◆ **Problem to work on**:
From the records that follow, copy every line in which "below" appears.
■ ■ ■
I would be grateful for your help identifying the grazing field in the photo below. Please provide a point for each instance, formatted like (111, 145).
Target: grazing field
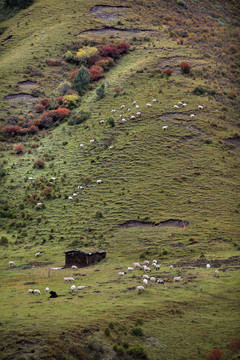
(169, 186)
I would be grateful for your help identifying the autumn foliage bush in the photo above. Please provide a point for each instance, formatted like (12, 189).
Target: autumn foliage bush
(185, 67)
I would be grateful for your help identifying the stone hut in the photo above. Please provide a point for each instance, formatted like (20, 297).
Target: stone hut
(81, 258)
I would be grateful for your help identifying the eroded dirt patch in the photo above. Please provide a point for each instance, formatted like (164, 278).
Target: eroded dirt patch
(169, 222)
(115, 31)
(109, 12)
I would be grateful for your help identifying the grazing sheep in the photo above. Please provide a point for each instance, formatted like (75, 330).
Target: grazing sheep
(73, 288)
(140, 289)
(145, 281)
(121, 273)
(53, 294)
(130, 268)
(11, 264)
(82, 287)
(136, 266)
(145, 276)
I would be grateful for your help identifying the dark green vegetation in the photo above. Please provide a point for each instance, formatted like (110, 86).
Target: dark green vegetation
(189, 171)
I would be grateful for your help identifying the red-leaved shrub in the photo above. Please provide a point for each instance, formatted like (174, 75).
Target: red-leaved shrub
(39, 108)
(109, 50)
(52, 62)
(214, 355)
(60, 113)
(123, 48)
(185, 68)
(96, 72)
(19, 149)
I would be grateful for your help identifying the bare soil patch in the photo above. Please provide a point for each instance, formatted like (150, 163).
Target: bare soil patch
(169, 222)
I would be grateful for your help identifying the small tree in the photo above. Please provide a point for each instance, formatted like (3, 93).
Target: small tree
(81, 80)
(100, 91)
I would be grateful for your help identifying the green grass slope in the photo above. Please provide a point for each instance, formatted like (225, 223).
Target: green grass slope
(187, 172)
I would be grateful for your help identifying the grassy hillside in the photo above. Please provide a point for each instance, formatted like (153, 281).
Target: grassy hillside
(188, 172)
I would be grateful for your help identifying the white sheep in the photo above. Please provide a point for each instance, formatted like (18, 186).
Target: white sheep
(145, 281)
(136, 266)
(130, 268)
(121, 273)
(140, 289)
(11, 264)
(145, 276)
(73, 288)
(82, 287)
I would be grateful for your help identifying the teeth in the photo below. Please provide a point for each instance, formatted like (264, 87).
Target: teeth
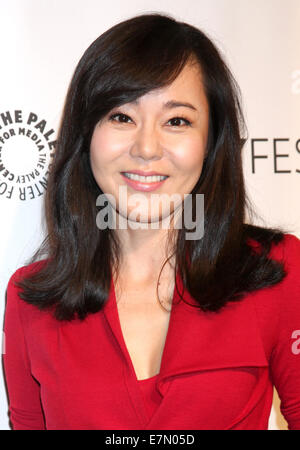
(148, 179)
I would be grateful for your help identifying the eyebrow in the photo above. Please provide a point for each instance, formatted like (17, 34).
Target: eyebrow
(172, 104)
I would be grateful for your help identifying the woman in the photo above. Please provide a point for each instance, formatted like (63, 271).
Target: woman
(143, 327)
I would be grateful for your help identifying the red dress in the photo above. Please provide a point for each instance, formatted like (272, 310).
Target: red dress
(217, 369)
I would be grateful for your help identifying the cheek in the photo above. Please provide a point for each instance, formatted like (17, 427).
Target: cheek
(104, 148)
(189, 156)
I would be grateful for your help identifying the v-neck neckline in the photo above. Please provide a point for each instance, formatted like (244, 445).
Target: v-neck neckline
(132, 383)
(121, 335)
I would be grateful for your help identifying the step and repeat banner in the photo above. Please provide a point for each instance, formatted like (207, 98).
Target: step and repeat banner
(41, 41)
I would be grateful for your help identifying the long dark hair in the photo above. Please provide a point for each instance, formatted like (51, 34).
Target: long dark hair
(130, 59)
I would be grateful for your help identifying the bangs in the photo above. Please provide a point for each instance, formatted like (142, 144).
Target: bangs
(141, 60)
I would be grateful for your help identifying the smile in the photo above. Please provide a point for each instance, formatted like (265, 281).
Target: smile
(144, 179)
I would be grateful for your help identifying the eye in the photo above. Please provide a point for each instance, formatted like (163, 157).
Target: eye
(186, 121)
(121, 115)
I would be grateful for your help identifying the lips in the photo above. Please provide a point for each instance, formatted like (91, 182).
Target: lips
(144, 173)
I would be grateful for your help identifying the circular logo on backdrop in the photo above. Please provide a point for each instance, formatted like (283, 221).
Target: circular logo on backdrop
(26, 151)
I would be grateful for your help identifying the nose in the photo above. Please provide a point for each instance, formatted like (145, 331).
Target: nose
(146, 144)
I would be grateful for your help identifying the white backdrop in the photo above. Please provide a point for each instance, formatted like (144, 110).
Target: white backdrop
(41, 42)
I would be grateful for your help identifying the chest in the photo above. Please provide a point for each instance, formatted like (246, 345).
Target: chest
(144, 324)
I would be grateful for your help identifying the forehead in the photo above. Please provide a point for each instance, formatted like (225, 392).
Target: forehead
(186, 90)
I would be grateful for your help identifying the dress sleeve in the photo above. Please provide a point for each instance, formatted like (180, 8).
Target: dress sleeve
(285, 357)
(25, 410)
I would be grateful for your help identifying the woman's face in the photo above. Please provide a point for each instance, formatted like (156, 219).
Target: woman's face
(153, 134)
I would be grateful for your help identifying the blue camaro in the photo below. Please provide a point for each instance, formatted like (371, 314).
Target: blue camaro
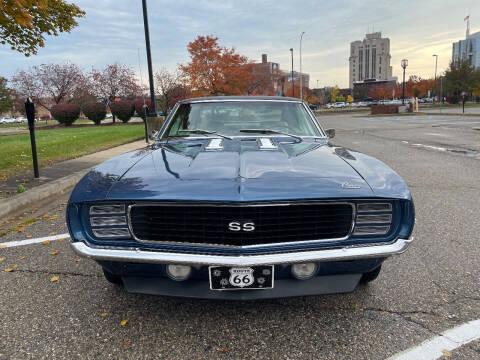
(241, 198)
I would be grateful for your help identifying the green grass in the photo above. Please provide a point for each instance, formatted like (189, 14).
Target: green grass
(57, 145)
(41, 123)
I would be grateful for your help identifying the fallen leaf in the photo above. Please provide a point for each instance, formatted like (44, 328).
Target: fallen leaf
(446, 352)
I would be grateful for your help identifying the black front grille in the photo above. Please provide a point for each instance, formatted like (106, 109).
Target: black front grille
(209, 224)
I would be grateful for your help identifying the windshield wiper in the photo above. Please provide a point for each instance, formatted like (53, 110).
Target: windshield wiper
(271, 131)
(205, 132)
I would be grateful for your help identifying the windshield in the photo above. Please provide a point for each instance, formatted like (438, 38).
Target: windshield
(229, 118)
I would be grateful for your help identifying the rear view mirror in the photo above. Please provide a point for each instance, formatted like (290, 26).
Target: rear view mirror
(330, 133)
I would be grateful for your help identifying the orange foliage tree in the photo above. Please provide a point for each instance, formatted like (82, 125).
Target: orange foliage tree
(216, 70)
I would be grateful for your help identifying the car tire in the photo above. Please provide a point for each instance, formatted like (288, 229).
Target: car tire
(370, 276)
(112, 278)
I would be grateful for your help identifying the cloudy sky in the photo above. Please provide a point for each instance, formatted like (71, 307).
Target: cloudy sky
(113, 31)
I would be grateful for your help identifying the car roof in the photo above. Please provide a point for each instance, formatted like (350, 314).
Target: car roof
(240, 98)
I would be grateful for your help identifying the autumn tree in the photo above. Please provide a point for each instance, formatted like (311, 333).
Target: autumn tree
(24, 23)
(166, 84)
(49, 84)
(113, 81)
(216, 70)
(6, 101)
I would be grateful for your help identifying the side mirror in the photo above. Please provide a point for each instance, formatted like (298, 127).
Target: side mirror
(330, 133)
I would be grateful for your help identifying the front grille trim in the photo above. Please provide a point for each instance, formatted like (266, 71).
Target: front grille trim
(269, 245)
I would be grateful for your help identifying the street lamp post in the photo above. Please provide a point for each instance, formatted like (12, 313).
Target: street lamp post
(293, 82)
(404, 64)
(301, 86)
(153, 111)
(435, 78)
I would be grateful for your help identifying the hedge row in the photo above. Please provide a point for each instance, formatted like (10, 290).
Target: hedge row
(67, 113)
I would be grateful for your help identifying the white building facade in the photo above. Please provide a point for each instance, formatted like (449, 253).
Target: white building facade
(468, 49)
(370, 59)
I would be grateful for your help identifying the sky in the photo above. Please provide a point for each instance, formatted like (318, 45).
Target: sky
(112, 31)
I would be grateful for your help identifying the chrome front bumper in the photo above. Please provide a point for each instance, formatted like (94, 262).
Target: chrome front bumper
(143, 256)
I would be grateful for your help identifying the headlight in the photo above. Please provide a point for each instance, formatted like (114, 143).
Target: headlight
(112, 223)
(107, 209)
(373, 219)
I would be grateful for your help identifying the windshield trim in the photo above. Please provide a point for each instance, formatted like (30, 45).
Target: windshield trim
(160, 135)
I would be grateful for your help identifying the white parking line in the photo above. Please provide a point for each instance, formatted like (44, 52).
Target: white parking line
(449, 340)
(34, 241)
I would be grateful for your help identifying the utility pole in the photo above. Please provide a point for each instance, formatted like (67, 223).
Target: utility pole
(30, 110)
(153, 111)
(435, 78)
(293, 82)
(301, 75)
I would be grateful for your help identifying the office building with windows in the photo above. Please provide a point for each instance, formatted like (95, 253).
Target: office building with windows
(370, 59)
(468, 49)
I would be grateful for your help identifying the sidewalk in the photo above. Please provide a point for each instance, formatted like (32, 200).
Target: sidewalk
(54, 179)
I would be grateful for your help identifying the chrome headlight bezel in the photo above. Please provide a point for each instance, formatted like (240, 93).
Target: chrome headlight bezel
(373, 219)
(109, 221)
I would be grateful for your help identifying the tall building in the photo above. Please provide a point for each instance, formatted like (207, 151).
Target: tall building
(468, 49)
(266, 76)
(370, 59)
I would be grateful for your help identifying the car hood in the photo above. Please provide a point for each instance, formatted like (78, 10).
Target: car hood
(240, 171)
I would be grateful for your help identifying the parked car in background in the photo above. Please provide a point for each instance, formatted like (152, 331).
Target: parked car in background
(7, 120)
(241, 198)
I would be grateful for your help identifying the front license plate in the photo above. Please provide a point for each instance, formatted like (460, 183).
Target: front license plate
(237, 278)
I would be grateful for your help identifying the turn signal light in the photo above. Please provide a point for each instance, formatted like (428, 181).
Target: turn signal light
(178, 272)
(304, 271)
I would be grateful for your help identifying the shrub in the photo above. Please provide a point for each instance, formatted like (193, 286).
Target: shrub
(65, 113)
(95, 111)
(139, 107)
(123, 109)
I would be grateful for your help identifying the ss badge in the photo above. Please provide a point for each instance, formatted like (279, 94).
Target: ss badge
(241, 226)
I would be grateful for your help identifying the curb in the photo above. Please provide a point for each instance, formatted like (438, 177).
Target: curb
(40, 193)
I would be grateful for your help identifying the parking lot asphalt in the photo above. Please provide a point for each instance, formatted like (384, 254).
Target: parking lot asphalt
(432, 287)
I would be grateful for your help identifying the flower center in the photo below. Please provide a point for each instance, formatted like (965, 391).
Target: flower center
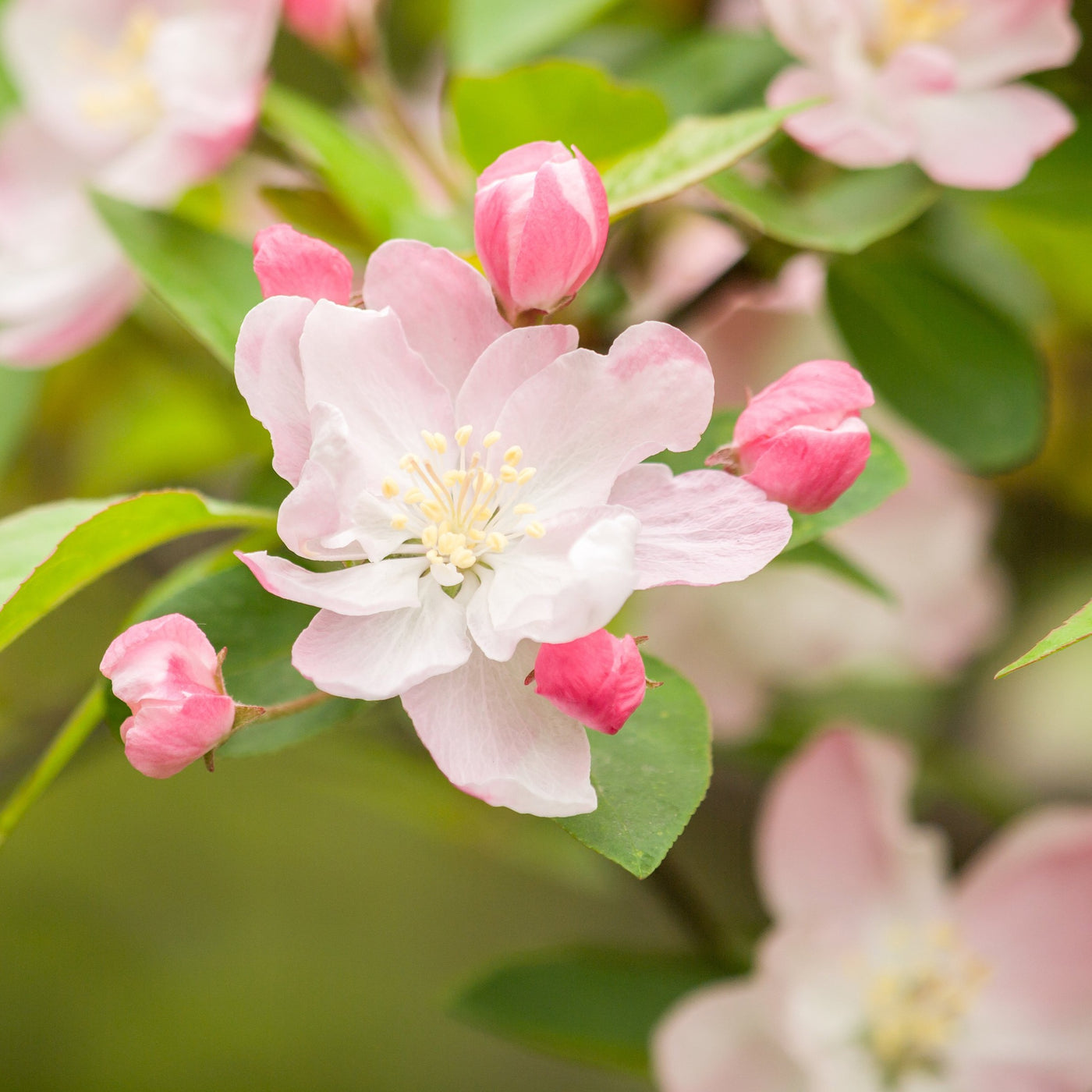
■ ■ ■
◆ **Result of this task**:
I would be grateful for your help identifying the grazing field in the photo below. Please provide a point for each instance, formatted like (111, 145).
I would be grateful for your help identifying the teeth in the photo below. Please provide a point for each instance, formatted like (264, 87).
I would be grateful for your help identifying the blue camaro in the photo below. Please provide a point for each instance, formatted like (371, 314).
I would be grateful for your help identifying the flower center in the photo below. Please provide a point for each instance, formatted like (965, 391).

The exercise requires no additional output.